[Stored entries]

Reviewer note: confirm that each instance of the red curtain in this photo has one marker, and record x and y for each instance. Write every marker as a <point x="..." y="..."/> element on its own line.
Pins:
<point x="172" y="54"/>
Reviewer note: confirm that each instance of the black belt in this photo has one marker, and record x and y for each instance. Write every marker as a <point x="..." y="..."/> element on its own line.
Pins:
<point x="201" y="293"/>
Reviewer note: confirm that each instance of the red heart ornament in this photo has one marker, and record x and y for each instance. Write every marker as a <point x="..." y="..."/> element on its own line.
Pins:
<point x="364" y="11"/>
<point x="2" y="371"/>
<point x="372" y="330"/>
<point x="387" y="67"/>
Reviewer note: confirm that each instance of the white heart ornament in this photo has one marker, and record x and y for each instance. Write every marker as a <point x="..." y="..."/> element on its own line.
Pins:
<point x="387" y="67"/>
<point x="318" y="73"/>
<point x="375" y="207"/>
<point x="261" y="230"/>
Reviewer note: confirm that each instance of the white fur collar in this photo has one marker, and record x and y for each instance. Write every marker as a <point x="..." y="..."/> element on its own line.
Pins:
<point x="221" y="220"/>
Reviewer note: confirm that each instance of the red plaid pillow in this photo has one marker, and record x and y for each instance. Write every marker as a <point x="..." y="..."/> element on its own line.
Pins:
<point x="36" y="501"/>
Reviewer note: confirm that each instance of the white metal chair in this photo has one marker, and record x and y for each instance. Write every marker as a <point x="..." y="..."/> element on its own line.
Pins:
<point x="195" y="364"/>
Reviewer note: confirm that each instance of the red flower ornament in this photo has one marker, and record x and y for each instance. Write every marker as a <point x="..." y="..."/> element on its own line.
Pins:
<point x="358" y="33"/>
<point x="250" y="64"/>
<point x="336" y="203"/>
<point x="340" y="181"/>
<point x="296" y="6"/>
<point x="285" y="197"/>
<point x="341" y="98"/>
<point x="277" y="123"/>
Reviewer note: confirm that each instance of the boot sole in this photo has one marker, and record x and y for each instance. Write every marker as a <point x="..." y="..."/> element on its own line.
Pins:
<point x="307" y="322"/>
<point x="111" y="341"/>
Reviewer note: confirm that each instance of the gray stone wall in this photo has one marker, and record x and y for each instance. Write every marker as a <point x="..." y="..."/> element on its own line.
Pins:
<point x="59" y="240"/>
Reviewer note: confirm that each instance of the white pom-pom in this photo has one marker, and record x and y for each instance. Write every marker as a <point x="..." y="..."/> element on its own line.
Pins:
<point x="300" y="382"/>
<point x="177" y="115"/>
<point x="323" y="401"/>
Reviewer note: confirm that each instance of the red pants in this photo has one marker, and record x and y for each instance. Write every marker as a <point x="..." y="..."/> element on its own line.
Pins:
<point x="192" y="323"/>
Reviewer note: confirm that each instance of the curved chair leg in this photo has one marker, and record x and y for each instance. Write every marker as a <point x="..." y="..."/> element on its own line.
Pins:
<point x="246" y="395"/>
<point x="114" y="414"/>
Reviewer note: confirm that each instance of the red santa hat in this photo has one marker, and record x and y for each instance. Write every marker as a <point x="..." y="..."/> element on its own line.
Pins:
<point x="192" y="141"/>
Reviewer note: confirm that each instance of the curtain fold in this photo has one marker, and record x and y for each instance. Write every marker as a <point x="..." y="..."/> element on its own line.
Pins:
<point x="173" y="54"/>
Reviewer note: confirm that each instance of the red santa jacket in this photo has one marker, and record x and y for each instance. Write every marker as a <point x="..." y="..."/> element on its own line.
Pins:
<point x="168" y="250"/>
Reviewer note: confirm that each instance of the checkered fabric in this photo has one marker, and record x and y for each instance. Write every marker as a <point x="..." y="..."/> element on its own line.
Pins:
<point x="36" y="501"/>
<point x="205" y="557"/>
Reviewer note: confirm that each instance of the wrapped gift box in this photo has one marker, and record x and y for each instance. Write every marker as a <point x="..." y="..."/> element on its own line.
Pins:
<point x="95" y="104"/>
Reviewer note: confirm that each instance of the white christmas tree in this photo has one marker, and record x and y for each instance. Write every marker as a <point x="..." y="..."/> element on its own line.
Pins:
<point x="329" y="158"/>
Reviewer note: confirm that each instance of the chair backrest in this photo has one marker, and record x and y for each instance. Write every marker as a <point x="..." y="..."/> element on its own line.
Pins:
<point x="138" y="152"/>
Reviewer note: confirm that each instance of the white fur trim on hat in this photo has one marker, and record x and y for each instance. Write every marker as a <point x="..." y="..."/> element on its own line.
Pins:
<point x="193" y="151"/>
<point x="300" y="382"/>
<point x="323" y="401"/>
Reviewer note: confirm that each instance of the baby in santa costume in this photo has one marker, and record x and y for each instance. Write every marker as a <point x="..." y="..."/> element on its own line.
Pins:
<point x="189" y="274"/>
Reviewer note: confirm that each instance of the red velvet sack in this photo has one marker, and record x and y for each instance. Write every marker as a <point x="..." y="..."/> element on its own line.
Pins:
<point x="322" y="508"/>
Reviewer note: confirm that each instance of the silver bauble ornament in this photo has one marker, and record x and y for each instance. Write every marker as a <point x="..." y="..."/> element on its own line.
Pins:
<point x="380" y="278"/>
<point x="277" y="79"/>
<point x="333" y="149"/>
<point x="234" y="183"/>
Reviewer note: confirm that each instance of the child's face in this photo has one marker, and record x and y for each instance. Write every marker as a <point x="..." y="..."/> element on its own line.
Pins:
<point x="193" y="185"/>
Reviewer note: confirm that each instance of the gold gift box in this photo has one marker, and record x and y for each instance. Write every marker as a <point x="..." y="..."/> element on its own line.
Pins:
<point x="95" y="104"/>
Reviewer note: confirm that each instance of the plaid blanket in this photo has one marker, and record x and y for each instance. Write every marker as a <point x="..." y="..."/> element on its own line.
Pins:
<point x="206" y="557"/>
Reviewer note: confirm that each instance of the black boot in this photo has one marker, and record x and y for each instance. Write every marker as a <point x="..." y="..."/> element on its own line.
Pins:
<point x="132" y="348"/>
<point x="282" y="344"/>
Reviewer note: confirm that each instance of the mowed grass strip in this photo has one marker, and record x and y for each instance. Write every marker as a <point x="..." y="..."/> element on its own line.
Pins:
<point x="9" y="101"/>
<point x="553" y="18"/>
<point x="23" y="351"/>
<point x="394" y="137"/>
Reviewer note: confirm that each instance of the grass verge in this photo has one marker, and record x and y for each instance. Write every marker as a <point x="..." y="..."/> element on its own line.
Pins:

- _Task to carry out_
Every line above carrying the word "heart" needs to be shown.

- _Finished task_
Reviewer note: confirm that each instance of the red heart ornament in this photo has one marker, and record x and y for each instance. Write every marker as a <point x="..." y="..."/> element on its own line.
Reviewer note: confirm that each instance of the white heart ornament in this photo has one marker, and record x and y for each instance. Write every marker as a <point x="..." y="..."/> element on its own line.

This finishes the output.